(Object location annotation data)

+ + +

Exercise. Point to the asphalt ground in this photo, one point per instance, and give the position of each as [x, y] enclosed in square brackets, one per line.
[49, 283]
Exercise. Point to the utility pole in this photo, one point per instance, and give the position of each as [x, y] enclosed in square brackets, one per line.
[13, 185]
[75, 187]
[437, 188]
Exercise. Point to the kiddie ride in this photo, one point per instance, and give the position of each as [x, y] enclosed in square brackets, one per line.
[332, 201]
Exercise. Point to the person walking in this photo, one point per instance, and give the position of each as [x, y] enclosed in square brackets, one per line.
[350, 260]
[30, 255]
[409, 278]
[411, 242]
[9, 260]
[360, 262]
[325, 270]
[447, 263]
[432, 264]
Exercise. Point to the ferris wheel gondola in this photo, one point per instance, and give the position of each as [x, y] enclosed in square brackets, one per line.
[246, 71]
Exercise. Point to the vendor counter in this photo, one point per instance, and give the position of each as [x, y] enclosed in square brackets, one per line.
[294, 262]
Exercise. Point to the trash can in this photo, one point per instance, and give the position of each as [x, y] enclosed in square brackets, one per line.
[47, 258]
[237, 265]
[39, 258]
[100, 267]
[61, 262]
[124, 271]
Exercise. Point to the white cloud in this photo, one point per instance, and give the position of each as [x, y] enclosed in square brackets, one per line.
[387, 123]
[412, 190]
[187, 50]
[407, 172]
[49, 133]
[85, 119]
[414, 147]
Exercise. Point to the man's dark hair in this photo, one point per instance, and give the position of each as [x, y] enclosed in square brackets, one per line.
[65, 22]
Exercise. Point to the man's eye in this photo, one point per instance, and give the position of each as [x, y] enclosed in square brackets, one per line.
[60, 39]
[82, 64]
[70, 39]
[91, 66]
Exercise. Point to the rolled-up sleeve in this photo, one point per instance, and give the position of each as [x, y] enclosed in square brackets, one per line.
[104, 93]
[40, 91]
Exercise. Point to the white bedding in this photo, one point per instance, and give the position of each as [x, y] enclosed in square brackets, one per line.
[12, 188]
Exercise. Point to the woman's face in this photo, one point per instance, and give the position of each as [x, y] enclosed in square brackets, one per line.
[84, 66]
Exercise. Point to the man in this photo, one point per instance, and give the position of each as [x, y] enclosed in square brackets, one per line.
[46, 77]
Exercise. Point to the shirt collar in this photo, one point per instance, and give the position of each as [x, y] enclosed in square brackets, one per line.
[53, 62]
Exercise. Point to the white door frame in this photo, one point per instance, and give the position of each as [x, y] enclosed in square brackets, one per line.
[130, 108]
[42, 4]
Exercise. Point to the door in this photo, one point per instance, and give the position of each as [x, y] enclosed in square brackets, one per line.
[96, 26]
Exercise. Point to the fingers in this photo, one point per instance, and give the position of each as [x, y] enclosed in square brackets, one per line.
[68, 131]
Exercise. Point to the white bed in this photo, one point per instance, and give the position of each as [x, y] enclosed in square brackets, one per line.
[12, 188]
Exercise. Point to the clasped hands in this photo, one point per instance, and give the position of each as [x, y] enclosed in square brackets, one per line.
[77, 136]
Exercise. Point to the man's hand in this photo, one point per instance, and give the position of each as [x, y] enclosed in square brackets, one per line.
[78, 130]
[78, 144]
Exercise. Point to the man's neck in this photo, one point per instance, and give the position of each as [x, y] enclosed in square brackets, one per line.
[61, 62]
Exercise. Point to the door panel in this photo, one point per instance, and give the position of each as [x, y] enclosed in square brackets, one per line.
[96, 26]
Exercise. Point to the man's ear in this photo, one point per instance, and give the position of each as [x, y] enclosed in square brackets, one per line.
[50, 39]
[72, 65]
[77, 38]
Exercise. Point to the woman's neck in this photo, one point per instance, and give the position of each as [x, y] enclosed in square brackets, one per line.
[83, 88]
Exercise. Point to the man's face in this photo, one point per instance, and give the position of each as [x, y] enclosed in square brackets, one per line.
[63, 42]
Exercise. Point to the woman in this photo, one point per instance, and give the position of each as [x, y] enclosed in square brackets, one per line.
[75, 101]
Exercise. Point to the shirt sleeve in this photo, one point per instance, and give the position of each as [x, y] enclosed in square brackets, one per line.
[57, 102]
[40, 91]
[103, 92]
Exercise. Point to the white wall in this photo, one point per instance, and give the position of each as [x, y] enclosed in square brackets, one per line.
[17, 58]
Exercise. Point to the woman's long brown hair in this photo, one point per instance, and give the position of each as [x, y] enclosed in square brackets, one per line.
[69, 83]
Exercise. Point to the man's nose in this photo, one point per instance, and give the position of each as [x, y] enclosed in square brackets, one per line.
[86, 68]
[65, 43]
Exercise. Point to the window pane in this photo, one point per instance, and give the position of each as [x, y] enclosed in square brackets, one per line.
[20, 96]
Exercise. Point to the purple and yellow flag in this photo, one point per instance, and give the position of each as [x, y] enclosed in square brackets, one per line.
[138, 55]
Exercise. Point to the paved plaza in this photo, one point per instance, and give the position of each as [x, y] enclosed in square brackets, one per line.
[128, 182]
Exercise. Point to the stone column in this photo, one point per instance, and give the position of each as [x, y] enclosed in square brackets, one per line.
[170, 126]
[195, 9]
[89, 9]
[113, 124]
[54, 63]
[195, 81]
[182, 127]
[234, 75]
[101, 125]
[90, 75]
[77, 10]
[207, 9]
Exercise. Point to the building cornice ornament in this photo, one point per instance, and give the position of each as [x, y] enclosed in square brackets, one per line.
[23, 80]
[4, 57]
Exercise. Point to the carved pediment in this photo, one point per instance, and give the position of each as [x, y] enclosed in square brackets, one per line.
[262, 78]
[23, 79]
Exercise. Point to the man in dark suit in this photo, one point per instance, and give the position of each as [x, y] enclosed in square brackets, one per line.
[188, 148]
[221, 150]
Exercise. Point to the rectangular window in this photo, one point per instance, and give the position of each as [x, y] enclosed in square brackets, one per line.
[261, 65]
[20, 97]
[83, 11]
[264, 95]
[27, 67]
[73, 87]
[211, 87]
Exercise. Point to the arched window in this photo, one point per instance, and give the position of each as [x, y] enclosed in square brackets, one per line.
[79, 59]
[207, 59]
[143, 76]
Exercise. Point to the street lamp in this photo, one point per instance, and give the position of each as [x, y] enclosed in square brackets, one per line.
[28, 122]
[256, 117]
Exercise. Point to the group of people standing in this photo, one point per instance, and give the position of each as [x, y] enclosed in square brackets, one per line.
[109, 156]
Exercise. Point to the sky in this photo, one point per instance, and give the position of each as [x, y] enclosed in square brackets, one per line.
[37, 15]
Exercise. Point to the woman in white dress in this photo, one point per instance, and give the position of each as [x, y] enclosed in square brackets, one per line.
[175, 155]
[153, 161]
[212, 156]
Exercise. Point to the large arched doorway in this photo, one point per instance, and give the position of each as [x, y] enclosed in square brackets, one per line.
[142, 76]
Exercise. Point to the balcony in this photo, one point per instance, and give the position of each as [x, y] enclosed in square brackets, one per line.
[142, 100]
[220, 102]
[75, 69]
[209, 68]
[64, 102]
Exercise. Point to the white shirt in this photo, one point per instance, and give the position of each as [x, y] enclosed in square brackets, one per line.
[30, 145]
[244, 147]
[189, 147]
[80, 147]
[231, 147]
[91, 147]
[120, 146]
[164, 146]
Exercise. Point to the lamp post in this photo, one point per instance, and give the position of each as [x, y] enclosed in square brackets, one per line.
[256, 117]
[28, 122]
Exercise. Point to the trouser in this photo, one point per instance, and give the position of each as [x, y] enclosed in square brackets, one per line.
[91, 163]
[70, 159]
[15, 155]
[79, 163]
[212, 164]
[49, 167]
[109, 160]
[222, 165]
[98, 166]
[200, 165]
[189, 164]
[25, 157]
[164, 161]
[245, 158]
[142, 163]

+ + +

Problem to solve = Would you copy out each line exactly as written?

The response =
Exercise. Point to the asphalt ground in this photo, one point per instance, and give the position of each as [x, y] enclosed in square brackets, one per line.
[49, 283]
Exercise. Point to the utility pole in this photo, one point per instance, and give the position of each as [x, y] enclosed in square brackets, one per line.
[13, 185]
[75, 187]
[437, 188]
Exercise. Point to the kiddie ride in this photo, one point per instance, and give the position of each as [x, y] enclosed in square brackets, one per line.
[332, 201]
Exercise. Point to the person walking in this photo, one point per instance, and give the position of each as [x, y] enclosed in square brackets, one per line.
[350, 260]
[30, 255]
[409, 278]
[411, 242]
[9, 260]
[360, 262]
[325, 270]
[447, 263]
[432, 264]
Exercise. Point to the ferris wheel gondola in this photo, one point per instance, and give the position of each as [x, y] enclosed in square brackets, one per line.
[246, 71]
Exercise. Point to the vendor counter in this photo, one point per instance, and give the position of each as [x, y] enclosed in square brackets, one per line.
[294, 262]
Exercise. Point to the trash can in this photo, one point per instance, and give the position of each as [x, y] enclosed in square brackets, one per line.
[47, 258]
[237, 265]
[39, 258]
[100, 267]
[61, 262]
[124, 271]
Exercise. Point to the white cloud in this photo, one point per instance, and give the position of each as [x, y] enclosed in square brackets, one per line.
[387, 123]
[412, 190]
[187, 50]
[407, 172]
[49, 133]
[85, 119]
[414, 147]
Exercise. Point to the man's dark hair in this photo, one point per instance, and give the position of each as [x, y] enclosed in square brackets, one per line.
[65, 22]
Exercise. Point to the man's eye in this photo, one point per instance, and give the position of each as [x, y] enclosed in square brackets, one per line.
[60, 39]
[82, 64]
[70, 39]
[91, 66]
Exercise. Point to the rolled-up sleeve in this photo, one point per instance, and give the position of each as [x, y] enclosed in square brackets, one per line.
[104, 93]
[40, 91]
Exercise. Point to the white bedding in this photo, one point per instance, and give the position of each as [x, y] enclosed in square brackets, one per line.
[12, 188]
Exercise. Point to the woman's face in this photo, one point per instance, and give the position of each as [x, y] enclosed in square brackets, one per line.
[84, 66]
Exercise. Point to the man in this photo, one point per instance, and give the position of each as [x, y] enclosed in square brackets, one per line.
[46, 77]
Exercise. Point to the shirt collar in this photo, one point per instance, and give the position of each as [x, y] enclosed in square brackets, one per line.
[53, 62]
Exercise. Point to the white door frame in this photo, one point per instance, and give the position of each as [x, y] enclosed in square brackets, one per line.
[130, 108]
[42, 4]
Exercise. Point to the door in this photo, one point per instance, and give the position of each as [x, y] enclosed in square brackets, one per line.
[96, 26]
Exercise. Point to the fingers in this photo, one point per instance, and give the position of each as [x, y] enclosed in square brackets, one per line.
[68, 131]
Exercise. Point to the white bed in this photo, one point per instance, and give the position of each as [x, y] enclosed in square brackets, one per line.
[12, 188]
Exercise. Point to the clasped hands in this photo, one point per instance, and give the position of each as [x, y] enclosed in square brackets, one per line.
[77, 136]
Exercise. Point to the man's hand in this photo, one point per instance, and give the position of each as [x, y] enclosed in square brackets, one per line.
[78, 130]
[78, 144]
Exercise. Point to the man's neck in this photo, one point per instance, and give the position of each as [x, y] enclosed in square brackets, one per line.
[61, 62]
Exercise. Point to the door panel in this photo, one point per instance, and give the position of each as [x, y] enclosed in square brackets, one per line.
[96, 26]
Exercise. Point to the man's ear in this photo, one point per instance, and give the position of each as [x, y] enclosed in square brackets, one per line.
[50, 39]
[72, 65]
[77, 38]
Exercise. Point to the woman's neck in this photo, one point per instance, and give the position of each as [x, y] enclosed in square brackets, one per line.
[83, 88]
Exercise. Point to the man's face in this photo, one point per instance, and give the position of each as [x, y] enclosed in square brackets, one per line.
[63, 42]
Exercise. Point to the woman in this photo, one point per instance, and give the position of each as [x, y] enclosed in square brackets, one per line.
[75, 101]
Exercise. Point to the shirt sleeve in this photo, one point per instance, and give the position of each as [x, y] enclosed in square brackets, one per line.
[57, 102]
[40, 91]
[103, 92]
Exercise. Point to the white wall in this photo, one point per instance, and give the position of each as [x, y] enclosed in square brackets, one per line.
[17, 58]
Exercise. Point to the woman's long brown hair in this photo, one point per instance, and give the position of each as [x, y] enclosed in square brackets, one per line.
[69, 83]
Exercise. Point to the man's nose in this photo, one point per instance, and give the position of each as [x, y] enclosed in square brackets, one per line.
[86, 68]
[65, 43]
Exercise. Point to the window pane in this photo, one point per instance, and give the position of each as [x, y] enclosed in square brackets, one per line.
[20, 96]
Exercise. Point to the purple and yellow flag in this photo, one point per instance, and give the position of each as [x, y] enclosed in square brackets, one per line.
[138, 55]
Exercise. Point to the paved plaza in this photo, one point per instance, and give the position of each as [x, y] enclosed in square brackets, one per line.
[128, 182]
Exercise. Point to the stone column in this photo, one point per instance, and give the position of each as [x, y] enclosed in square brackets, one per line.
[170, 126]
[195, 9]
[89, 9]
[113, 124]
[54, 63]
[195, 81]
[182, 127]
[234, 75]
[101, 125]
[90, 75]
[77, 10]
[207, 9]
Exercise. Point to the building cornice ornament in this photo, one point per instance, and give the position of each as [x, y] enclosed in square brackets, one per line.
[23, 80]
[4, 57]
Exercise. Point to the carved pediment in this photo, one point per instance, and give the position of each as [x, y] enclosed in square brackets, one per line.
[262, 78]
[23, 79]
Exercise. Point to the man in dark suit in this photo, one point per instance, and give the position of each as [x, y] enclosed in square brackets, one per line.
[188, 148]
[221, 150]
Exercise. Point to the rectangular window in this photo, one point per instance, and give the position of each as [x, y] enclosed in square brackets, one per line.
[261, 65]
[20, 97]
[83, 11]
[264, 95]
[27, 67]
[73, 87]
[211, 87]
Exercise. Point to the arched window in this photo, one point per instance, and give the position of each as [x, y] enclosed in square brackets, one per line.
[79, 59]
[207, 59]
[143, 76]
Exercise. Point to the street lamp in this photo, one point per instance, and give the position of each as [x, y] enclosed in square brackets, one per line.
[28, 122]
[256, 117]
Exercise. Point to the group of people standing in this photo, one point per instance, and give the position of each as [x, y] enclosed in square brackets, one per line.
[109, 156]
Exercise. Point to the sky in this photo, one point per instance, and give the position of each as [x, y] enclosed in square brackets, one per line.
[37, 15]
Exercise. Point to the woman in white dress in this photo, one point per instance, and give the position of each as [x, y] enclosed in square brackets, one per line.
[175, 155]
[153, 161]
[212, 156]
Exercise. Point to the large arched doorway in this photo, one point per instance, and give the position of each as [x, y] enclosed in square brackets, one per line.
[142, 76]
Exercise. Point to the balcony in this photo, one point per instance, and give the position of each as [x, y] enclosed in square brackets, one per line.
[142, 100]
[220, 102]
[75, 69]
[209, 68]
[64, 102]
Exercise. Point to the white shirt in this photo, one point per instance, and give the position of each as [x, y] enclosed in square brackets, one per line.
[30, 145]
[244, 147]
[189, 147]
[80, 147]
[231, 147]
[91, 147]
[120, 146]
[164, 146]
Exercise. Point to the lamp post in this photo, one point per instance, and give the position of each as [x, y] enclosed in square brackets, one per line.
[256, 117]
[28, 122]
Exercise. Point to the trouser in this photo, one point per instance, and give the position of each as [x, y] enclosed in square brackets, one per line.
[91, 163]
[70, 159]
[15, 155]
[79, 163]
[212, 164]
[49, 167]
[109, 160]
[222, 165]
[98, 166]
[200, 165]
[189, 164]
[25, 157]
[164, 161]
[245, 158]
[142, 163]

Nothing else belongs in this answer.